Dataset entries
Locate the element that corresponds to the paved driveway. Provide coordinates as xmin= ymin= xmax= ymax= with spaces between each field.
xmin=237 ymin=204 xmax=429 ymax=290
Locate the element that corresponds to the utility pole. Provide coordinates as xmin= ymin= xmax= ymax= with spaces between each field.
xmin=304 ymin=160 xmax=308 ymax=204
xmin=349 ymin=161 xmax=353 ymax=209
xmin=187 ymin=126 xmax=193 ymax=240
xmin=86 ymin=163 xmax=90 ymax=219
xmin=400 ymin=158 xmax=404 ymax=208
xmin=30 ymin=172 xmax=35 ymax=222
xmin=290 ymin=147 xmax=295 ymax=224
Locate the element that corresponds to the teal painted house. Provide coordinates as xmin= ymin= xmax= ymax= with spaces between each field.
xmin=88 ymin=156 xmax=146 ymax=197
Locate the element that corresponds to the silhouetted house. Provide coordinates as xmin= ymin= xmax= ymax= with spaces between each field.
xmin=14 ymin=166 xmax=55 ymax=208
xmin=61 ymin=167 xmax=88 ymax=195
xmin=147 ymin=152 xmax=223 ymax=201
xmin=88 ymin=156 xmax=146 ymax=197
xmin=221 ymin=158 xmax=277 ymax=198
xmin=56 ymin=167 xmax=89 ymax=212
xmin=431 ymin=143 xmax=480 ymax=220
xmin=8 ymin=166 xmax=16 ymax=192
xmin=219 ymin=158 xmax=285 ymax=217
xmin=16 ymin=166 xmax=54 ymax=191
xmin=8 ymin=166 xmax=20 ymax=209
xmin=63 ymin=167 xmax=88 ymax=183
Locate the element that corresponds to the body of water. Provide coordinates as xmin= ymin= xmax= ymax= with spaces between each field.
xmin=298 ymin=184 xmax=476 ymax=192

**Your assignment:** Restate the entries above word for word.

**Expected answer:**
Locate the element that corresponds to the paved driveway. Provide coordinates as xmin= ymin= xmax= ymax= with spaces between each field.
xmin=237 ymin=204 xmax=429 ymax=290
Locate the element that corresponds to the utility pole. Provide coordinates as xmin= ymin= xmax= ymax= with spaces between each field.
xmin=304 ymin=160 xmax=308 ymax=204
xmin=349 ymin=161 xmax=353 ymax=209
xmin=187 ymin=126 xmax=193 ymax=240
xmin=86 ymin=163 xmax=90 ymax=219
xmin=400 ymin=158 xmax=404 ymax=208
xmin=30 ymin=172 xmax=35 ymax=222
xmin=290 ymin=147 xmax=295 ymax=224
Locate the element that corresponds to the teal painted house. Provide coordinates as xmin= ymin= xmax= ymax= with spaces between each field.
xmin=88 ymin=156 xmax=146 ymax=197
Locate the element that corresponds to the silhouetted house. Provide coordinates as xmin= ymin= xmax= ymax= with spaces between each field.
xmin=14 ymin=166 xmax=55 ymax=208
xmin=61 ymin=167 xmax=88 ymax=195
xmin=147 ymin=152 xmax=223 ymax=201
xmin=88 ymin=156 xmax=146 ymax=197
xmin=221 ymin=158 xmax=277 ymax=198
xmin=56 ymin=167 xmax=89 ymax=212
xmin=431 ymin=143 xmax=480 ymax=220
xmin=8 ymin=166 xmax=16 ymax=192
xmin=219 ymin=158 xmax=285 ymax=217
xmin=16 ymin=166 xmax=54 ymax=191
xmin=8 ymin=166 xmax=20 ymax=209
xmin=63 ymin=167 xmax=88 ymax=183
Locate the element that corresponds to the body of water. Provide coordinates as xmin= ymin= xmax= ymax= with spaces between each field.
xmin=298 ymin=184 xmax=476 ymax=192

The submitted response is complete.